[Start of DATASET ENTRIES]
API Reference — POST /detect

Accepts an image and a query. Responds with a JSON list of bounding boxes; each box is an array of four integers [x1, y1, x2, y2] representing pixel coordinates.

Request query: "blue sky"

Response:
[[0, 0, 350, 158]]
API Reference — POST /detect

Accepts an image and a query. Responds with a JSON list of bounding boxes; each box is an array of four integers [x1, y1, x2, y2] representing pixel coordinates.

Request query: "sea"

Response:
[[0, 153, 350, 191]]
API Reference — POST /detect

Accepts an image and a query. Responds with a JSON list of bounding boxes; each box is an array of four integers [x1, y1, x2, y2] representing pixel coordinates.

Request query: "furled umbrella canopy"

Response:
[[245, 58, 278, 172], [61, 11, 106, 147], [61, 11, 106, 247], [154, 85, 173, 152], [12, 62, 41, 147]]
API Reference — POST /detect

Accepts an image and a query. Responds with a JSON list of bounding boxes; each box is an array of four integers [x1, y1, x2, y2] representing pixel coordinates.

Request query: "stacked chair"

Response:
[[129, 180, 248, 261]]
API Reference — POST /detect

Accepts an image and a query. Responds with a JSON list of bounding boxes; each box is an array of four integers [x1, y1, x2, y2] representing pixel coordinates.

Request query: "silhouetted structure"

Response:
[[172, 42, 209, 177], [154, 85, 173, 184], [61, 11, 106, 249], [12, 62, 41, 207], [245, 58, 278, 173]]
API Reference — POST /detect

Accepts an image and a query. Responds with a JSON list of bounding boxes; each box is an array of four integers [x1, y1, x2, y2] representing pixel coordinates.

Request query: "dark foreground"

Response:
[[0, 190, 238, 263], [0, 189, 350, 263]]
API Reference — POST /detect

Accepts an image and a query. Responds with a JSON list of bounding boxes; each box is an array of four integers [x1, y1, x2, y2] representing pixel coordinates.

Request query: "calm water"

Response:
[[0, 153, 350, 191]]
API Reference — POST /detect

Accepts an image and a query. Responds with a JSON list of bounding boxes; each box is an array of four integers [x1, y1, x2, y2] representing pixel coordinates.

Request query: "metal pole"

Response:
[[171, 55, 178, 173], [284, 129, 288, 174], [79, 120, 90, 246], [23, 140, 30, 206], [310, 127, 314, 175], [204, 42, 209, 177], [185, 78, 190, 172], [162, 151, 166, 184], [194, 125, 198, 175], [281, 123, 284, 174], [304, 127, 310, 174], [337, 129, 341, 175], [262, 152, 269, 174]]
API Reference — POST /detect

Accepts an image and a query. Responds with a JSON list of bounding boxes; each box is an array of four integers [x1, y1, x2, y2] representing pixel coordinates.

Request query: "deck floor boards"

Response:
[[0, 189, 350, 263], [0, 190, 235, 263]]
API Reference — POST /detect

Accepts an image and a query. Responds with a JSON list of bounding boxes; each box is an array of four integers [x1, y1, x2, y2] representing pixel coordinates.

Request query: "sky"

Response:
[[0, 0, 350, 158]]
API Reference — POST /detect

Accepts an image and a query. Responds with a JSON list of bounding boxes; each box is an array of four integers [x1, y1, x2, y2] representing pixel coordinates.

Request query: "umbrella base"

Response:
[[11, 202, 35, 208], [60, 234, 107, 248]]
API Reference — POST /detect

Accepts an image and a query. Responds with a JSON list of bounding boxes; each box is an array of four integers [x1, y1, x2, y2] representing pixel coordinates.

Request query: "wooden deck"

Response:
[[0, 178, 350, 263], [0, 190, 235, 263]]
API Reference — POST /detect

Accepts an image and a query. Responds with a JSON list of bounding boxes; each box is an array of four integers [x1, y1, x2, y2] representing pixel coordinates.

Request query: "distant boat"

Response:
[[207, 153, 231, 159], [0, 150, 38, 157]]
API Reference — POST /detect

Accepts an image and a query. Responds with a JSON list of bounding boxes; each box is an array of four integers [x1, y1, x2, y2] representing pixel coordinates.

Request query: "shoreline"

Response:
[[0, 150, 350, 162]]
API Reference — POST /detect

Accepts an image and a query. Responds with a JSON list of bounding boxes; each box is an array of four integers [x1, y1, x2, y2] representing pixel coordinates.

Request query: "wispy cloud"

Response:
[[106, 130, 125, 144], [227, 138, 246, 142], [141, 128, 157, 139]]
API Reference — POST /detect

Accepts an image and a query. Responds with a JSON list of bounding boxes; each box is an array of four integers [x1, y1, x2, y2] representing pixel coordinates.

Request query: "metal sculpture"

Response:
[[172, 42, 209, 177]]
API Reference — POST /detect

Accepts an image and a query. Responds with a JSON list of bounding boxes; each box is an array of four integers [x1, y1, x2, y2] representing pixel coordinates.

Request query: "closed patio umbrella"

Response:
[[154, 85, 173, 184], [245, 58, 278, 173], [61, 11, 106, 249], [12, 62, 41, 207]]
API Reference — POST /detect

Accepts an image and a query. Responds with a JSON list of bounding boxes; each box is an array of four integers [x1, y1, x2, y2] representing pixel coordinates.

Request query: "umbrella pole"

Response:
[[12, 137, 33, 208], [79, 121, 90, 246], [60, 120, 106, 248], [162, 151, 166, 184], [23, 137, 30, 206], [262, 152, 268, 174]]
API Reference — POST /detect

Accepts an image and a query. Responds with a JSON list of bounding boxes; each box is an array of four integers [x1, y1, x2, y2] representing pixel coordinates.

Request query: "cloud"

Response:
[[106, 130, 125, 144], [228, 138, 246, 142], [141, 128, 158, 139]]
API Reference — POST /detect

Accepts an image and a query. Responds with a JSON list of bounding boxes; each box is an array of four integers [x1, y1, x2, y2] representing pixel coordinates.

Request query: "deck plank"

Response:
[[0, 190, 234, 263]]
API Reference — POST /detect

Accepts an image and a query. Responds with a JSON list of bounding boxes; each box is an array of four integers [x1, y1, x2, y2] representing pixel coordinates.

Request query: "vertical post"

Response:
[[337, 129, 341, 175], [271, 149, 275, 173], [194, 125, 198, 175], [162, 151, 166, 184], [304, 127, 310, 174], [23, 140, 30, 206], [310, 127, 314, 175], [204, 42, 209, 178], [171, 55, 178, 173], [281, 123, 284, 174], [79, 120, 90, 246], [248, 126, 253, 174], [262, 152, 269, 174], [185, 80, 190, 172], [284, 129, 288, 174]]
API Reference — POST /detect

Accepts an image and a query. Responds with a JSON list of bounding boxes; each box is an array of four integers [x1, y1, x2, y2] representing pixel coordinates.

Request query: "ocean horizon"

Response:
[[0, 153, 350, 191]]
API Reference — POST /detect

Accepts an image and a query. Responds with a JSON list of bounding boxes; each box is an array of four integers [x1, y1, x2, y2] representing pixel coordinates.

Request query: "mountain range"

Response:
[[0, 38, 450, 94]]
[End of DATASET ENTRIES]
EXERCISE INSTRUCTIONS: Copy every one of the records above line for line, with no changes.

EXERCISE OUTPUT:
API Reference — POST /detect

Accepts an image and a query. Responds with a JSON list of bounding boxes; each box is an array of four integers [x1, y1, x2, y2] representing pixel coordinates.

Request query: "blue sky"

Response:
[[0, 0, 350, 158]]
API Reference — POST /detect

Accepts an image and a query. Responds with a JSON list of bounding boxes; each box is an array of four integers [x1, y1, x2, y2] representing pixel coordinates.

Request query: "sea"

Response:
[[0, 153, 350, 191]]
API Reference — POST /detect

Accepts an image and a query. Responds with a JSON list of bounding boxes; each box is an array of four integers [x1, y1, x2, y2] representing pixel coordinates.

Request query: "furled umbrella canopy"

Response:
[[245, 58, 278, 172], [61, 11, 106, 147], [61, 11, 106, 247], [154, 85, 173, 152], [12, 62, 41, 147]]
API Reference — POST /detect

Accepts an image and a query. Responds with a JSON list of bounding boxes; each box is an array of four integers [x1, y1, x2, y2] representing pixel coordinates.

Request query: "stacked chair"

Response:
[[129, 180, 248, 261]]
API Reference — POST /detect

Accepts an image and a query. Responds with a JSON list of bounding boxes; each box is an array of four integers [x1, y1, x2, y2] representing pixel coordinates.

Request query: "silhouetted structure"

Response:
[[172, 42, 209, 177], [154, 85, 173, 184], [61, 11, 106, 249], [12, 62, 41, 207], [245, 58, 278, 173]]
API Reference — POST /detect

Accepts an image and a query. Responds with a JSON list of bounding boxes; each box is an array of four integers [x1, y1, x2, y2] representing pixel coordinates.

Request query: "dark foreground"

Response:
[[0, 190, 238, 263], [0, 189, 350, 263]]
API Reference — POST /detect

Accepts an image and a query. Responds with a JSON list of bounding boxes; each box is an array of four integers [x1, y1, x2, y2] representing pixel coordinates.

Request query: "calm water"

Response:
[[0, 153, 350, 191]]
API Reference — POST /detect

Accepts an image and a query. Responds with a JSON list of bounding boxes; each box is an array of four integers [x1, y1, x2, y2] representing pixel coordinates.

Request query: "metal pole"

Response:
[[171, 55, 178, 173], [284, 129, 288, 174], [79, 120, 90, 246], [23, 140, 30, 206], [310, 127, 314, 175], [204, 42, 209, 177], [185, 78, 190, 172], [162, 151, 166, 184], [194, 125, 198, 175], [281, 123, 284, 174], [304, 127, 310, 174], [337, 129, 341, 175], [262, 152, 269, 174]]
API Reference — POST /detect

Accepts an image and a query. Responds with a JSON list of bounding boxes; each box is an array of four integers [x1, y1, x2, y2] representing pixel coordinates.

Request query: "deck floor boards"

Response:
[[0, 189, 350, 263], [0, 190, 235, 263]]
API Reference — POST /detect

Accepts an image and a query. Responds with a JSON list of bounding boxes; each box is an array of four integers [x1, y1, x2, y2] representing pixel coordinates.

Request query: "sky"

Response:
[[0, 0, 350, 158]]
API Reference — POST /detect

Accepts an image and a query. Responds with a JSON list of bounding boxes; each box is an array of four integers [x1, y1, x2, y2] representing pixel coordinates.

Request query: "umbrella base"

Response:
[[11, 202, 35, 208], [60, 234, 107, 248]]
API Reference — POST /detect

Accepts an image and a query. Responds with a JSON list of bounding boxes; each box is an array of four integers [x1, y1, x2, y2] representing pixel coordinates.

Request query: "wooden deck"

Response:
[[0, 178, 350, 263], [0, 190, 235, 263]]
API Reference — POST /detect

Accepts an image and a query. Responds with a JSON list of bounding boxes; each box is an array of four integers [x1, y1, x2, y2] representing pixel coordinates.

Request query: "distant boat"

Response:
[[207, 153, 231, 159], [0, 150, 38, 157]]
API Reference — POST /detect

Accepts an image and a query. Responds with a JSON list of bounding boxes; each box is an array of four integers [x1, y1, x2, y2] representing pixel coordinates.

Request query: "shoreline"

Response:
[[0, 150, 350, 162]]
API Reference — POST /detect

Accepts an image and a query. Responds with a JSON list of bounding boxes; each box is an array of four integers [x1, y1, x2, y2] representing pixel coordinates.

Request query: "wispy cloud"

Response:
[[106, 130, 125, 144], [227, 138, 246, 142], [141, 128, 157, 139]]
API Reference — POST /detect

Accepts an image and a query. Responds with a JSON list of bounding boxes; each box is an array of four integers [x1, y1, x2, y2] representing pixel coordinates.

Request query: "metal sculpture"

Response:
[[172, 42, 209, 177]]
API Reference — POST /detect

Accepts an image and a query. Responds with a JSON list of bounding boxes; each box is an array of four integers [x1, y1, x2, y2] representing pixel coordinates.

Request query: "closed patio umbrella"

Response:
[[154, 85, 173, 184], [245, 58, 278, 173], [61, 11, 106, 249], [12, 62, 41, 207]]
API Reference — POST /detect

Accepts an image and a query. Responds with a JSON list of bounding boxes; each box is an array of four integers [x1, y1, x2, y2] representing pixel coordinates.

Request query: "umbrella pole"

Response:
[[12, 137, 33, 208], [79, 121, 90, 246], [60, 120, 106, 248], [162, 151, 166, 184], [23, 137, 30, 206], [262, 152, 268, 174]]
API Reference — POST /detect

Accepts an image and a query. Responds with a JSON list of bounding boxes; each box is an array of four integers [x1, y1, x2, y2] representing pixel coordinates.

Request query: "cloud"

Response:
[[106, 130, 125, 144], [228, 138, 246, 142], [141, 128, 158, 139]]
API Reference — POST /detect

Accepts an image and a query. Responds with a JSON list of bounding boxes; each box is an array of four integers [x1, y1, x2, y2] representing pixel coordinates.

Request query: "deck plank"

Response:
[[0, 190, 234, 263]]
API Reference — POST /detect

Accepts an image and a query. Responds with a JSON list of bounding boxes; each box is an array of four integers [x1, y1, x2, y2] representing pixel coordinates.

Request query: "vertical post"

Response:
[[337, 129, 341, 175], [271, 149, 275, 173], [194, 125, 198, 175], [162, 151, 166, 184], [304, 127, 310, 174], [23, 140, 30, 206], [310, 127, 314, 175], [204, 42, 209, 178], [171, 55, 178, 173], [281, 123, 284, 174], [79, 120, 90, 246], [248, 126, 253, 174], [262, 152, 269, 174], [185, 80, 190, 172], [284, 129, 288, 174]]
API Reference — POST /detect

Accepts an image and a query. Responds with a JSON list of bounding boxes; each box is an array of four integers [x1, y1, x2, y2] representing pixel coordinates.

Request query: "ocean horizon"

Response:
[[0, 153, 350, 191]]
API Reference — POST /detect

Accepts an image and a query. Responds with a JSON list of bounding boxes; each box is an array of four integers [x1, y1, x2, y2] representing pixel coordinates.

Request query: "mountain range"

Response:
[[0, 38, 450, 94]]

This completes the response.